### Instructions to follow
State how many lines of the records include the word "below"; the reply is that number alone.

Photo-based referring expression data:
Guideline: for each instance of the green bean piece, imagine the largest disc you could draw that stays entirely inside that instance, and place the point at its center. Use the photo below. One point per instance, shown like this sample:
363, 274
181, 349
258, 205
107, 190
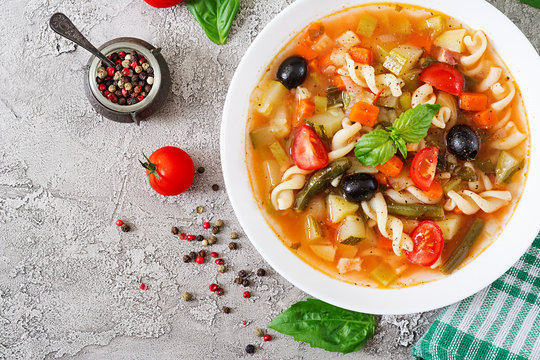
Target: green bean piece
417, 211
461, 251
319, 180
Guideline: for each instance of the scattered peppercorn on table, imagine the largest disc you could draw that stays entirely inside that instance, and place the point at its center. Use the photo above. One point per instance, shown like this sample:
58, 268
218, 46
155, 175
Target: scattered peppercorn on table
89, 252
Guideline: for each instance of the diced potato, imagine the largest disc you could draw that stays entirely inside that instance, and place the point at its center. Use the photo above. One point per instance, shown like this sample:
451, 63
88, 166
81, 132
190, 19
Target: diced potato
352, 230
402, 58
339, 208
348, 39
452, 40
450, 226
325, 252
272, 94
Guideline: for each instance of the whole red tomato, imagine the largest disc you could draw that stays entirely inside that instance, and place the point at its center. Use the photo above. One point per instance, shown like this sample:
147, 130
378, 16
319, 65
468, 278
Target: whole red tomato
163, 3
170, 170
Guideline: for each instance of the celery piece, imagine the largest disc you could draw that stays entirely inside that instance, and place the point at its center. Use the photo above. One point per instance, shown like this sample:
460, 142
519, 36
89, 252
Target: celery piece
435, 25
383, 274
261, 137
402, 58
313, 229
279, 154
320, 104
366, 25
405, 100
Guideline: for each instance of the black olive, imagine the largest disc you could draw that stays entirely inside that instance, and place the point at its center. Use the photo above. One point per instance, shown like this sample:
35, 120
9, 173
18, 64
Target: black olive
292, 72
463, 142
359, 187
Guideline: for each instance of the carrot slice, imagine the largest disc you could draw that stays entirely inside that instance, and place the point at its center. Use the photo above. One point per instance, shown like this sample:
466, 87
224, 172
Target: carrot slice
473, 102
304, 109
364, 113
392, 167
306, 52
485, 119
361, 55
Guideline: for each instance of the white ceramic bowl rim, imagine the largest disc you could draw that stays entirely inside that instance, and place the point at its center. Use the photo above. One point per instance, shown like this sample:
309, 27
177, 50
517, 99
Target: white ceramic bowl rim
524, 64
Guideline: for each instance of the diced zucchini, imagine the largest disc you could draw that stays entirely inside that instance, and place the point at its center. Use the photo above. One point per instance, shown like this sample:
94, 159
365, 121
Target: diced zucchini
352, 230
452, 40
402, 58
313, 229
507, 165
366, 25
272, 94
405, 100
450, 226
383, 274
279, 154
435, 25
320, 104
326, 252
348, 39
330, 120
261, 137
339, 208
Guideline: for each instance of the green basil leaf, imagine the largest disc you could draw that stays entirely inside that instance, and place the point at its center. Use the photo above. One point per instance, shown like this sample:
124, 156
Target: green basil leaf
375, 148
215, 17
413, 124
325, 326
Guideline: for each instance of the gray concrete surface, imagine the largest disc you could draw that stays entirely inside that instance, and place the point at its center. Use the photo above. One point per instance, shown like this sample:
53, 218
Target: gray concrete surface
69, 279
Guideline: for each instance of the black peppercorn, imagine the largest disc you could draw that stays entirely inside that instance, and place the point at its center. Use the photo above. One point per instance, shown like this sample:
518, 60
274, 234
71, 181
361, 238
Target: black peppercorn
250, 349
261, 272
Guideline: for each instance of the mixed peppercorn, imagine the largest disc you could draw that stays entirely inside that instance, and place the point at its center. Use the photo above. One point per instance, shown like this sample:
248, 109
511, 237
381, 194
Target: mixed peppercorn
129, 81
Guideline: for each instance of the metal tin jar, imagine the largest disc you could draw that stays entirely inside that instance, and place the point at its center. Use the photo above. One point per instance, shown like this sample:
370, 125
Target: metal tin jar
143, 109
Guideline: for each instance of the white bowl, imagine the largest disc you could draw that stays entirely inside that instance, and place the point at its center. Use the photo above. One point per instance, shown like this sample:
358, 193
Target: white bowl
523, 63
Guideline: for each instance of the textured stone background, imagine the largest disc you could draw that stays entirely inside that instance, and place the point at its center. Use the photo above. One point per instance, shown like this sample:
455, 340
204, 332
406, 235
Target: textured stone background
68, 278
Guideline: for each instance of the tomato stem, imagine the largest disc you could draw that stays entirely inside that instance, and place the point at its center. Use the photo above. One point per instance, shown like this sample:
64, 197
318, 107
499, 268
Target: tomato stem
150, 166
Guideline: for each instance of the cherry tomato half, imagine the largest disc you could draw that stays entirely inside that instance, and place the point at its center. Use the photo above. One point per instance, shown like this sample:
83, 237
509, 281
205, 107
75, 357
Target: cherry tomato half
444, 77
428, 243
308, 150
170, 170
423, 167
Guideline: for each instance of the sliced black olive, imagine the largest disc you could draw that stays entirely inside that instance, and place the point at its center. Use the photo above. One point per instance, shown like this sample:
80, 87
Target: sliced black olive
292, 72
359, 187
463, 142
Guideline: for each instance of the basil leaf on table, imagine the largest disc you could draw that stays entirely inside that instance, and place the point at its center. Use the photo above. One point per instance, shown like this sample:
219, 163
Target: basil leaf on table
325, 326
215, 17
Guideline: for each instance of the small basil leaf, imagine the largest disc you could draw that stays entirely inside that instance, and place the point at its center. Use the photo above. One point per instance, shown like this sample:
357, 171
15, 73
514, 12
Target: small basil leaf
325, 326
413, 124
215, 17
375, 148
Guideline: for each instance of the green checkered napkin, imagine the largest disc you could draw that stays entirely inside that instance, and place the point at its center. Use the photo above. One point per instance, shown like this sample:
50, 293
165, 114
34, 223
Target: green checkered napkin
500, 322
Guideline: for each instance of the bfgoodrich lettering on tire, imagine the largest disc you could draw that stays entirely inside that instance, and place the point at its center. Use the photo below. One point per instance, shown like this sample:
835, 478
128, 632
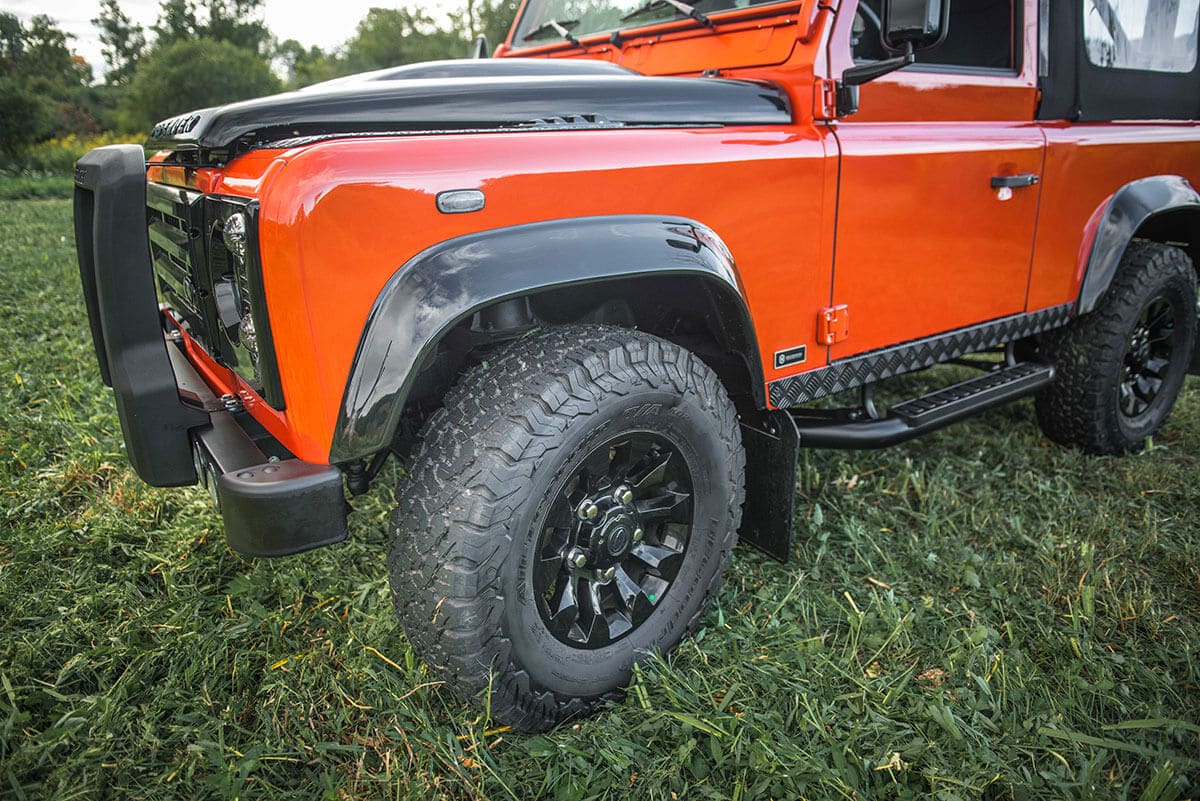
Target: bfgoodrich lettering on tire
570, 509
1120, 368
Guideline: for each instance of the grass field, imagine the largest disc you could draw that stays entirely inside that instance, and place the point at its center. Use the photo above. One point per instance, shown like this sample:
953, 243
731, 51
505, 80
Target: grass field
975, 615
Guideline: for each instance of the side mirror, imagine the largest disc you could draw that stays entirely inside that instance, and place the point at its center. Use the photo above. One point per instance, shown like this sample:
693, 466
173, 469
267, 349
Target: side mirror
909, 25
917, 23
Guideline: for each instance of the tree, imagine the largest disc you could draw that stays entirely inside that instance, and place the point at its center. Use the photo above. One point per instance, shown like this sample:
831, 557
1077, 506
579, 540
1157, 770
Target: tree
24, 116
388, 37
12, 42
177, 22
234, 22
124, 42
192, 73
223, 20
492, 18
47, 55
303, 67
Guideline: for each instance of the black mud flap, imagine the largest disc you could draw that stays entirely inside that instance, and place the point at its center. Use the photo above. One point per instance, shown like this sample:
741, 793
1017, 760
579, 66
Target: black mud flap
773, 445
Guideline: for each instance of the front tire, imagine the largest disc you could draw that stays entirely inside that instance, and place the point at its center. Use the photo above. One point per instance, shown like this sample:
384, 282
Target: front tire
1120, 369
570, 509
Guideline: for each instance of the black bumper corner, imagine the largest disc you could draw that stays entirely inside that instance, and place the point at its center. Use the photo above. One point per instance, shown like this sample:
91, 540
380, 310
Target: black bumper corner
177, 432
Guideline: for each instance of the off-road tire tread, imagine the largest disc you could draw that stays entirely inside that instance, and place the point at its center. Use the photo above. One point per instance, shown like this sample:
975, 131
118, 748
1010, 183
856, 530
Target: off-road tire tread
469, 474
1075, 410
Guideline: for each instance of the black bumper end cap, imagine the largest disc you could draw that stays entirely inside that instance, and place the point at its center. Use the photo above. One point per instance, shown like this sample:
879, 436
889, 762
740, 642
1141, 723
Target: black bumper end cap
280, 509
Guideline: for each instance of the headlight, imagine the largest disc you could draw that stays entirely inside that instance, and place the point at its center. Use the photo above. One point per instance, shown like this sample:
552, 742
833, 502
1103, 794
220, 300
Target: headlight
244, 341
234, 235
249, 338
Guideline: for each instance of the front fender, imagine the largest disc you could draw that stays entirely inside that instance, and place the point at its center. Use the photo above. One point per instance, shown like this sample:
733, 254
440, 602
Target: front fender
447, 283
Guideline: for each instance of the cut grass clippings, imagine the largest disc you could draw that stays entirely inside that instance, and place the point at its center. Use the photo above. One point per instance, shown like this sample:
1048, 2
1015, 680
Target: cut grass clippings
975, 615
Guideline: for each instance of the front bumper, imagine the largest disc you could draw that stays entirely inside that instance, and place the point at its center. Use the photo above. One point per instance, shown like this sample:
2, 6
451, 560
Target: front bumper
172, 421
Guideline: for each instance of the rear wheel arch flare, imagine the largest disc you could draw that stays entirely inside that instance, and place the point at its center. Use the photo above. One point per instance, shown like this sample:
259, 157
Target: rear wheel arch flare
1162, 208
445, 284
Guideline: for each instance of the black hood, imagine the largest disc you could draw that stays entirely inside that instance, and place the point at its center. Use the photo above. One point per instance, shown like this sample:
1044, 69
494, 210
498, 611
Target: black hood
471, 95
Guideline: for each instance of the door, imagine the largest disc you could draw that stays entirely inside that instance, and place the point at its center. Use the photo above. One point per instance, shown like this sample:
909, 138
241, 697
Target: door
939, 188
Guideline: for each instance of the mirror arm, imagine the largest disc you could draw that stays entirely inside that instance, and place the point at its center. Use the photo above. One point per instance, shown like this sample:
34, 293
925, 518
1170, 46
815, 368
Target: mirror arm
862, 73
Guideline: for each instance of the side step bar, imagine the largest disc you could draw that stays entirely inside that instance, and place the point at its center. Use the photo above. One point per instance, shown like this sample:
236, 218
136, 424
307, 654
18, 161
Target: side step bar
909, 420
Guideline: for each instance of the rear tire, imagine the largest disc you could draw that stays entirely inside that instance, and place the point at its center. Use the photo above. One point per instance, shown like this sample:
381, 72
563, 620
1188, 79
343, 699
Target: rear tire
498, 506
1120, 368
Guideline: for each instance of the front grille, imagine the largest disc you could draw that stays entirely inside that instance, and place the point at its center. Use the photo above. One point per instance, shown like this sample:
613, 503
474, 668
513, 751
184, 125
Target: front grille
208, 289
175, 222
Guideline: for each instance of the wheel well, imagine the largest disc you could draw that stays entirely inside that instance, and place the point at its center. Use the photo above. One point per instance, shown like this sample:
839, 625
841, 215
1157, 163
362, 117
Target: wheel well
696, 314
1177, 227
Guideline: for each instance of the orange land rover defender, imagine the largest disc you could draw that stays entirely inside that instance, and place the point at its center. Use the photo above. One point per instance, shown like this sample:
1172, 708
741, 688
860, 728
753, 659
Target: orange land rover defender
589, 288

### Solution to this exercise
2